======== EXTRACT
Let’s discuss the pros and cons of this approach from a usability point of view.

 

 

 

Today we’re going to talk about using animation in graphical user interfaces.

Some might say, based on bad experiences with the Web, that animation has no place in a usable interface.  Indeed, the <blink> tag originally introduced by the Netscape browser was an abomination.  And many advertisements on the web site use animation to grab your attention, which distracts you from what you’re really trying to do and makes you annoyed.  So animation has gotten a bad rap in UI.

Others complain that animation is just eye candy — it makes interfaces prettier, but that’s all.

But neither of those viewpoints is completely fair.  Used judiciously, animation can make an important contribution to the usability of an  interface. And it’s not as hard to implement as you might think.  We’ll talk about both design issues and implementation today.

 

Why would we want to use animation in a GUI?

First, it might be an essential part of the application itself.  Games and educational simulations generally have to use animation to be realistic and engaging, because they’re simulating a virtual world in which time passes and things move. And a video player would be pointless if the moving pictures didn’t actually move.

 

 

Even if the application’s main purpose isn’t animation, animation can enhance feedback, by drawing attention to and explaining changes in the display that would otherwise be hard to follow and understand.  One example is a change that was not made by the user — due to actions by other users in a multi-user application, or actions by the software itself.  A move made on a checkerboard by another player is an example of a change that might be animated.
================
:: WRITTEN TASK A ::
In the passage on animation in user interfaces, which browser originally introduced the <blink> tag?
:: WRITTEN TASK B ::
From the passage on animation in user interfaces, reproduce the part starting with "Why would we" and going on through "didn’t actually move.".
:: WRITTEN TASK C ::
Proceed with the passage on animation in user interfaces from the point where it stops.
======== STORED DATA
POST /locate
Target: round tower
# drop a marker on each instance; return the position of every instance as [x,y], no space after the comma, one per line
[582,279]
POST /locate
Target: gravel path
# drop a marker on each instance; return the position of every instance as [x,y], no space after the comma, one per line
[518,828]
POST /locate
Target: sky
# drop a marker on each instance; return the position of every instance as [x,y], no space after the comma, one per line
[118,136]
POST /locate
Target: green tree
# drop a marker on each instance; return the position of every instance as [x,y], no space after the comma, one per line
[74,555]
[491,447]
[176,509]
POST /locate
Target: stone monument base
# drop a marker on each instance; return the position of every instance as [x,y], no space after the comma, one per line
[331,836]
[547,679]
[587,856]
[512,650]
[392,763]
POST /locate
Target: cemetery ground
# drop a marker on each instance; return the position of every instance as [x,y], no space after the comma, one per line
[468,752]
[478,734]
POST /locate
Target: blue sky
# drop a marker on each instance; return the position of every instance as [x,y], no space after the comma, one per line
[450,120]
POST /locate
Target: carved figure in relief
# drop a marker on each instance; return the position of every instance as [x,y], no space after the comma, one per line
================
:: RESULT A ::
Netscape

:: RESULT B ::
Why would we want to use animation in a GUI?

First, it might be an essential part of the application itself.  Games and educational simulations generally have to use animation to be realistic and engaging, because they’re simulating a virtual world in which time passes and things move. And a video player would be pointless if the moving pictures didn’t actually move.

:: RESULT C ::
Another change is a major transition in the viewpoint of the display, because a sudden drastic shift can disorient the user.  What happened?  Which direction did I go?  How would I get back to where I was before?  Scrolling around a large space, or zooming in or out, are examples of these transitions.  Problems tend to occur not when the transition is under direct manipulation control (e.g. dragging a scrollbar thumb), but rather when it happens abruptly due to a button press (Page Up) or other action (Zoom pulldown menu, hyperlink press, another user or computer action, etc.)  Animating the transition as if the user had done it with fast direct manipulation helps the user stay oriented.

Animation can also be used for progress feedback, to show that something is still happening.  Here, the animation basically reassures the user that the program hasn’t crashed.  The “throbber” on a web browser (that spinning earth or stomping Mozilla or whatever) is an example of this kind of animation; it’s probably the most trivial kind to do.

 

 

 

Animation can also be used for help.  There was some research back in the early 90s on animated toolbar icons, which showed a little movie of how the tool worked when you hovered over with your mouse (Baecker, Small & Mander, “Bringing Icons to Life”, 1991).  The example shown here (reproduced from the paper) shows the Line tool in a drawing program.

Documentation and tutorials can also demonstrate how to use the interface by actually moving the mouse pointer around.  (Java has support for this in the java.awt.Robot class, for example.)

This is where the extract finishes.